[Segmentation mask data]

BEGIN

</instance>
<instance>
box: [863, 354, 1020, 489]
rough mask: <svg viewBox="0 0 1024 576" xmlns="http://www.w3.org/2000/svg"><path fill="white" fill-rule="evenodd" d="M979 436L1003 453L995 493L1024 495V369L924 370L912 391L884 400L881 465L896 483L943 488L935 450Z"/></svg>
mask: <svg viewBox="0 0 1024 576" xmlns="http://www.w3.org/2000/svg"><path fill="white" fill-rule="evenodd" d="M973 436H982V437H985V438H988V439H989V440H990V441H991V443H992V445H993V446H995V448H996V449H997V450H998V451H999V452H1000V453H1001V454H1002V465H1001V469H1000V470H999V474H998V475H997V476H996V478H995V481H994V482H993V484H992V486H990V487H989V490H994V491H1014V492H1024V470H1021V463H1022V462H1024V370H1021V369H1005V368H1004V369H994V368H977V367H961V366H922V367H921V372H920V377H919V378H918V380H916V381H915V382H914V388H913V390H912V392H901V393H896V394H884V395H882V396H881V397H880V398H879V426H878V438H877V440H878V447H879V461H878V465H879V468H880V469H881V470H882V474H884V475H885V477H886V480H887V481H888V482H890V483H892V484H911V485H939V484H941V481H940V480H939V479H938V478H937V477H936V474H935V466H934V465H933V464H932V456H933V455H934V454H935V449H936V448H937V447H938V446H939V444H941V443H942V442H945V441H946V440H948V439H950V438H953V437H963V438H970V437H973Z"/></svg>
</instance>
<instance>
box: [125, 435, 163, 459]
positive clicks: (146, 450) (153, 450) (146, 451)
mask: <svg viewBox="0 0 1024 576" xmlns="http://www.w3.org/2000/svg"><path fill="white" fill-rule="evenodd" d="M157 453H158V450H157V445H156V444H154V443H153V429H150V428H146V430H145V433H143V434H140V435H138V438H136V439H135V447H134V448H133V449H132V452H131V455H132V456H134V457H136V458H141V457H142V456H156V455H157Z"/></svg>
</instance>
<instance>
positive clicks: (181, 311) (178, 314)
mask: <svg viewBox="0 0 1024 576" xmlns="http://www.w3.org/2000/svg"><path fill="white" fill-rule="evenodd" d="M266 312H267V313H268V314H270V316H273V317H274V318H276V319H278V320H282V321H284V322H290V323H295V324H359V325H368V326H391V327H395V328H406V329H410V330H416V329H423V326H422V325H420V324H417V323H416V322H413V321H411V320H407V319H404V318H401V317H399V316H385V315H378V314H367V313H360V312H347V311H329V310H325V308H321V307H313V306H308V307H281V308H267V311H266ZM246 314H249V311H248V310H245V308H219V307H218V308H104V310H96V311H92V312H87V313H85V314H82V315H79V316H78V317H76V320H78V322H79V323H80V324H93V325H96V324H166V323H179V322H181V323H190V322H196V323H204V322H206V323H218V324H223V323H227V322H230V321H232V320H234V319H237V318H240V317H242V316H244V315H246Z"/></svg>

END

* _Activity_
Reproduce each line above exactly.

* _Completed task_
</instance>
<instance>
box: [863, 354, 1020, 489]
rough mask: <svg viewBox="0 0 1024 576" xmlns="http://www.w3.org/2000/svg"><path fill="white" fill-rule="evenodd" d="M979 436L1003 453L995 493L1024 495V369L924 370L912 391L884 400L881 465L896 483L943 488L935 450Z"/></svg>
mask: <svg viewBox="0 0 1024 576" xmlns="http://www.w3.org/2000/svg"><path fill="white" fill-rule="evenodd" d="M973 436H982V437H985V438H988V439H989V440H990V441H991V443H992V445H993V446H995V448H996V449H997V450H998V451H999V452H1000V453H1001V454H1002V465H1001V469H1000V470H999V474H998V475H997V476H996V478H995V481H994V482H993V484H992V486H990V487H989V490H994V491H1014V492H1024V470H1021V463H1022V462H1024V370H1021V369H1005V368H1004V369H994V368H977V367H961V366H922V367H921V372H920V377H919V378H918V380H916V381H915V382H914V388H913V390H912V392H901V393H896V394H884V395H882V396H881V397H880V398H879V426H878V438H877V440H878V447H879V461H878V465H879V468H880V469H881V470H882V474H884V475H885V477H886V480H887V481H888V482H890V483H892V484H911V485H939V484H941V481H940V480H939V479H938V478H937V477H936V474H935V466H934V465H933V464H932V456H933V455H934V454H935V449H936V448H937V447H938V446H939V444H941V443H942V442H945V441H946V440H948V439H950V438H953V437H963V438H970V437H973Z"/></svg>
</instance>
<instance>
box: [125, 435, 163, 459]
positive clicks: (146, 450) (153, 450) (146, 451)
mask: <svg viewBox="0 0 1024 576" xmlns="http://www.w3.org/2000/svg"><path fill="white" fill-rule="evenodd" d="M157 453H158V450H157V445H156V444H154V443H153V429H150V428H146V430H145V433H143V434H140V435H138V438H136V439H135V447H134V448H133V449H132V452H131V455H132V456H134V457H136V458H141V457H142V456H156V455H157Z"/></svg>
</instance>
<instance>
positive clicks: (181, 311) (178, 314)
mask: <svg viewBox="0 0 1024 576" xmlns="http://www.w3.org/2000/svg"><path fill="white" fill-rule="evenodd" d="M266 312H267V313H268V314H270V316H273V317H274V318H276V319H278V320H282V321H284V322H290V323H295V324H359V325H368V326H391V327H395V328H406V329H410V330H416V329H423V326H422V325H420V324H417V323H416V322H413V321H411V320H407V319H404V318H401V317H399V316H385V315H378V314H367V313H360V312H347V311H329V310H325V308H321V307H313V306H308V307H281V308H267V311H266ZM246 314H249V311H248V310H245V308H219V307H218V308H104V310H96V311H92V312H87V313H85V314H82V315H79V316H78V317H76V320H78V322H79V323H80V324H93V325H96V324H166V323H179V322H181V323H190V322H196V323H204V322H206V323H218V324H223V323H227V322H230V321H232V320H234V319H237V318H240V317H242V316H244V315H246Z"/></svg>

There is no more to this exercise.